Natural language region descriptions:
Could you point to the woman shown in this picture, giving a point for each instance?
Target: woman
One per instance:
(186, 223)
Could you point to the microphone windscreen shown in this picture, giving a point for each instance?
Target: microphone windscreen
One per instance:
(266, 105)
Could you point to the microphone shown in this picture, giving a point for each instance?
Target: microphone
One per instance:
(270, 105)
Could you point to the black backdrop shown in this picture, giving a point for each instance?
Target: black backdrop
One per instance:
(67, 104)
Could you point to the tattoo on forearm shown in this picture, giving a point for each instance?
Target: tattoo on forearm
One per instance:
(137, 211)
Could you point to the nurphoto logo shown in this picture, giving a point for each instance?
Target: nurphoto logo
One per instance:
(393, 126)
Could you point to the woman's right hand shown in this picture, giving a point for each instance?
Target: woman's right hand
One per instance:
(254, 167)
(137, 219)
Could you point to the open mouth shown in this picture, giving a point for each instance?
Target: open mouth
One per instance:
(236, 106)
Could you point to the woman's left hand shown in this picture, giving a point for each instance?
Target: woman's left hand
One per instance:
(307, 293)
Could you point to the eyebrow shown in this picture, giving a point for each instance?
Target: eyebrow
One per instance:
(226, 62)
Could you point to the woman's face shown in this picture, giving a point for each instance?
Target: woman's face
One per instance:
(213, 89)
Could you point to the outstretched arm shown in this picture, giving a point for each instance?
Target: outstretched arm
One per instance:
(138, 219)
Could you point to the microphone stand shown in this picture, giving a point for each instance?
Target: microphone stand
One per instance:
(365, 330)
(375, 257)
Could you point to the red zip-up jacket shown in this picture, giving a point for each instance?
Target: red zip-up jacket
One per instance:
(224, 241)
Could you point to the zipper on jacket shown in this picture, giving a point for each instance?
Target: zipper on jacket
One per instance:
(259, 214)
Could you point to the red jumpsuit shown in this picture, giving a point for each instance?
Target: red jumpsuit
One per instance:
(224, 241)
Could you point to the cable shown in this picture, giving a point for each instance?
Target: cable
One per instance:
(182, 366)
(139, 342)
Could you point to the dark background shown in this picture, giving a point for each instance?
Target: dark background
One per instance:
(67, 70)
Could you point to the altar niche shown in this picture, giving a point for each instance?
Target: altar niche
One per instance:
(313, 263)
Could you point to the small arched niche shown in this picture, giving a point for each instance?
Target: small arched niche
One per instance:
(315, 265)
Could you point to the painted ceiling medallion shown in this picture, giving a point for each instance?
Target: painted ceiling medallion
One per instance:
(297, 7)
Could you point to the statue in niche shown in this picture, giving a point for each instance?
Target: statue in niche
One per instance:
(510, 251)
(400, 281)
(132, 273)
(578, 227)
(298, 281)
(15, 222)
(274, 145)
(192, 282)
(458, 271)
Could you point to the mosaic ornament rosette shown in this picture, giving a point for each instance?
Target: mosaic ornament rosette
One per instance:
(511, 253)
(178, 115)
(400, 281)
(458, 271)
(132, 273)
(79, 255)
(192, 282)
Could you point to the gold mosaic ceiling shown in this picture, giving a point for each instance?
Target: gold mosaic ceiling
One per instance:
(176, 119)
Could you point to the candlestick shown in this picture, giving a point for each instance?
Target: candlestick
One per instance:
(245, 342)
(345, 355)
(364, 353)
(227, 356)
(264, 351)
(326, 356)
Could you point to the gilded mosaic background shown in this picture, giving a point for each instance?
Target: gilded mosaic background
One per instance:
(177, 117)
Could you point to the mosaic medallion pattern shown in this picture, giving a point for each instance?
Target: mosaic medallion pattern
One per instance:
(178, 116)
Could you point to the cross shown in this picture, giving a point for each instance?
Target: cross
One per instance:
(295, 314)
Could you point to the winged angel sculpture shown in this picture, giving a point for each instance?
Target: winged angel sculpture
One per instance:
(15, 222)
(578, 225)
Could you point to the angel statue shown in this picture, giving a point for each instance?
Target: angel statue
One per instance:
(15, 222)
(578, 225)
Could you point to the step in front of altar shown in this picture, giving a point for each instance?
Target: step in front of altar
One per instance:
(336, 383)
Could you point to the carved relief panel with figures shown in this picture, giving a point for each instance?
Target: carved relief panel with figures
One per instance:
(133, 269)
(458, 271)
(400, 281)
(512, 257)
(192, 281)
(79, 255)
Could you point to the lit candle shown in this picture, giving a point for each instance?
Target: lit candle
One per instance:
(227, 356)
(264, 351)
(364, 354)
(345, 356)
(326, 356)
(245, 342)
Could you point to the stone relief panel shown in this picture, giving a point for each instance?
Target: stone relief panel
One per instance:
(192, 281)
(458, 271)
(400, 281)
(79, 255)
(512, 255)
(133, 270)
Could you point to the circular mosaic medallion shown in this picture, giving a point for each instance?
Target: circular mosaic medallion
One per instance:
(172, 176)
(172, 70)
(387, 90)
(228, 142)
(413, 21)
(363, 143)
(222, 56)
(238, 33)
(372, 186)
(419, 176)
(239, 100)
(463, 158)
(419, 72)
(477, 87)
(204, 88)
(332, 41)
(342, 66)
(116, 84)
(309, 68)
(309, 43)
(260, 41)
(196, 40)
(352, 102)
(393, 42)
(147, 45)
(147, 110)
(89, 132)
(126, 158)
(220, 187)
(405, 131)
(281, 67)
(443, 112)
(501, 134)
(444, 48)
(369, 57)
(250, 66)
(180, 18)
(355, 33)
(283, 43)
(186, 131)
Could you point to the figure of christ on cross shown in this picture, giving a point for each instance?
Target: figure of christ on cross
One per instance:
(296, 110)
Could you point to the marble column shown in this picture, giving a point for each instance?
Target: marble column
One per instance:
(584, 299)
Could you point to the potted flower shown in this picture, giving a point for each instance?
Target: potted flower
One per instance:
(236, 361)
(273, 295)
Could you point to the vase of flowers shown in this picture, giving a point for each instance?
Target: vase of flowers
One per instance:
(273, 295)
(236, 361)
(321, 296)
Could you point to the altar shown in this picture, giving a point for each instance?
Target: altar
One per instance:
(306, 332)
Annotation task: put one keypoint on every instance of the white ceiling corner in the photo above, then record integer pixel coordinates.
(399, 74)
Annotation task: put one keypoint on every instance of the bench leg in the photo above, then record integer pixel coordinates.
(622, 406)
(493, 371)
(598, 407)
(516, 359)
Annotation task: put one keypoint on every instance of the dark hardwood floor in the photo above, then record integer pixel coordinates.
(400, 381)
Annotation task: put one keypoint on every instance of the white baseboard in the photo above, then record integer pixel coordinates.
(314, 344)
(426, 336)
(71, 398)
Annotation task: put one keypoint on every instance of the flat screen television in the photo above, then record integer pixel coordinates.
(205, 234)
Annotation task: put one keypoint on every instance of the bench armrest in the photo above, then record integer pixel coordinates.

EXERCISE REQUIREMENTS: Please copy out the records exactly as they appear.

YOUR RESPONSE:
Could you point to the woman shown in this picture, giving a point for each instance?
Target: woman
One per instance:
(186, 223)
Could you point to the microphone windscreen shown in this picture, giving a point for each instance?
Target: microphone windscreen
One per instance:
(266, 105)
Could you point to the microphone shown in this picture, giving a point for each instance?
Target: microphone
One per instance:
(270, 105)
Could you point to the black backdrop shown in this picture, giving a point for each instance?
Target: black backdrop
One per instance:
(67, 104)
Could you point to the tattoo on forearm shown in this picture, giving a point for each instance?
Target: tattoo on forearm
One per instance:
(137, 211)
Could you point to the nurphoto logo shown in this picture, giving a point for each instance?
Target: nurphoto logo
One per instance:
(393, 126)
Could you point to the woman's right hand shown in this picture, giving a point for each instance?
Target: woman's right hand
One per instance:
(254, 167)
(137, 219)
Could you point to the open mouth shown in this picture, giving a point for each instance?
Target: open mouth
One per instance:
(236, 106)
Could you point to the woman's left hand shown in this picture, giving a point for each instance?
Target: woman's left hand
One per instance:
(307, 293)
Could you point to the eyebrow shown in this picture, giving a point for each instance?
Target: eyebrow
One per instance:
(226, 62)
Could you point to the woman's face shown in this picture, giving a point for each instance?
Target: woman's face
One per instance:
(213, 89)
Could you point to the outstretched arm shown in this picture, giving a point for each instance?
Target: outstretched arm
One per instance:
(138, 219)
Could you point to the microphone stand shown in this picture, giving a point for each instance?
Target: microphone stand
One per instance:
(365, 330)
(375, 257)
Could you point to the red zip-up jacket shown in this picture, giving a point for each instance?
Target: red zip-up jacket
One per instance:
(224, 241)
Could you point to the zipper on jacket shown in this picture, giving a point for each instance?
Target: zipper on jacket
One per instance:
(259, 214)
Could you point to the red jumpsuit shown in this picture, giving a point for each instance?
Target: red jumpsuit
One per instance:
(224, 241)
Could you point to the cable shown in this picture, giving a point for each instance?
Target: cable
One per instance:
(182, 366)
(139, 342)
Could you point to the dark background shown in this picture, giving a point for each instance?
Target: dark background
One per instance:
(67, 70)
Could you point to the altar niche shown in this picture, giving a point for each instance?
Target: altar niche
One per instance:
(313, 263)
Could you point to the small arched niche shown in this picture, giving a point for each instance?
Target: small arched niche
One per instance:
(315, 265)
Could you point to the painted ceiling medallion shown in this picture, giving a point for each instance?
Target: painted ceiling medallion
One per instance:
(297, 7)
Could you point to the statue in niche shown in this picture, giving a point for each instance?
Target: statue in niche
One per instance:
(510, 251)
(400, 281)
(132, 273)
(578, 227)
(298, 281)
(15, 222)
(274, 145)
(192, 282)
(458, 271)
Could you point to the mosaic ornament rosette shown in this picture, giving a point for each instance?
Target: mosaic ornament rosette
One per instance:
(511, 253)
(178, 115)
(400, 281)
(458, 271)
(132, 273)
(79, 255)
(192, 282)
Could you point to the gold mosaic ceiling shown in this picture, giving a point for each instance?
Target: gold mosaic ceiling
One per instance:
(176, 119)
Could you point to the candlestick shown in this picture, giving a point for each instance?
Target: candlestick
One per instance:
(245, 342)
(345, 355)
(364, 353)
(227, 356)
(264, 351)
(326, 356)
Could you point to the gilded mosaic background shown in this picture, giving a point for each instance?
Target: gilded mosaic background
One per instance:
(177, 117)
Could you point to the mosaic medallion pattern shown in this picture, giving a point for each instance?
Target: mosaic medallion pattern
One per instance:
(178, 116)
Could you point to the cross shown in this picture, giving a point for each instance?
Target: cross
One per instance:
(295, 314)
Could you point to the winged angel sculpture shown in this picture, giving a point for each instance?
Target: winged angel sculpture
One per instance:
(15, 222)
(578, 225)
Could you point to the angel statue shown in this picture, giving a point for each instance?
Target: angel statue
One per instance:
(15, 222)
(578, 225)
Could you point to the step in front of altar shown in this picture, giving a point for each instance?
Target: step in front of altar
One per instance:
(336, 383)
Could you point to the carved relief panel with figures shown in this picture, giving a point for each instance?
Target: carved relief panel with figures
One per instance:
(133, 269)
(458, 271)
(400, 281)
(512, 257)
(192, 281)
(79, 255)
Could you point to the lit candle shown in this picture, giving a point for each instance?
Target: lit candle
One per instance:
(227, 356)
(264, 351)
(364, 354)
(345, 356)
(326, 356)
(245, 342)
Could you point to the stone relief panel shown in this picture, giving a point for each instance?
Target: stone relief panel
One per instance:
(192, 281)
(458, 271)
(400, 281)
(79, 255)
(512, 255)
(133, 270)
Could you point to the circular mosaic medallion shown in this picture, giving a point for each instance?
Target: circular mosaic medallion
One per instance:
(172, 176)
(172, 70)
(387, 90)
(228, 142)
(413, 21)
(363, 143)
(222, 56)
(238, 33)
(372, 186)
(419, 176)
(239, 100)
(463, 158)
(419, 72)
(477, 87)
(204, 88)
(332, 41)
(342, 66)
(116, 84)
(309, 68)
(309, 43)
(260, 41)
(196, 40)
(352, 102)
(393, 42)
(147, 45)
(147, 110)
(89, 132)
(126, 158)
(220, 187)
(405, 131)
(281, 67)
(443, 112)
(501, 134)
(444, 48)
(369, 57)
(250, 66)
(180, 18)
(355, 33)
(283, 43)
(186, 131)
Could you point to the figure of christ on cross shown in this picture, giving a point for each instance?
Target: figure of christ on cross
One per instance:
(296, 110)
Could you point to the marble column shown in this picture, giving a point for each instance?
Target: marble column
One per instance:
(584, 299)
Could you point to the potted flower shown in this picture, giving a point for each instance?
Target: potted flower
One per instance:
(236, 361)
(273, 295)
Could you point to the vase of flowers shown in this picture, giving a point for each instance?
Target: vase of flowers
One per instance:
(273, 295)
(236, 361)
(321, 296)
Could you point to the altar shown in this picture, giving a point for each instance?
Target: altar
One per instance:
(306, 332)
Annotation task: put one keypoint on every instance of the white ceiling corner in the photo above, then record integer pixel coordinates.
(399, 74)
Annotation task: put one keypoint on every instance of the bench leg in the photo above, then record integer pixel coordinates.
(622, 406)
(493, 371)
(598, 407)
(516, 359)
Annotation task: put one keypoint on every instance of the dark hardwood floor in the photo above, then record integer pixel coordinates.
(400, 381)
Annotation task: put one keypoint on every instance of the white baseboard in the photo above, then record integer pixel coordinates.
(314, 344)
(426, 336)
(71, 398)
Annotation task: put one keypoint on every instance of the flat screen television in the photo above, then record integer pixel coordinates.
(205, 234)
Annotation task: put one keypoint on every instance of the bench armrest in the photo above, then record integer pixel coordinates.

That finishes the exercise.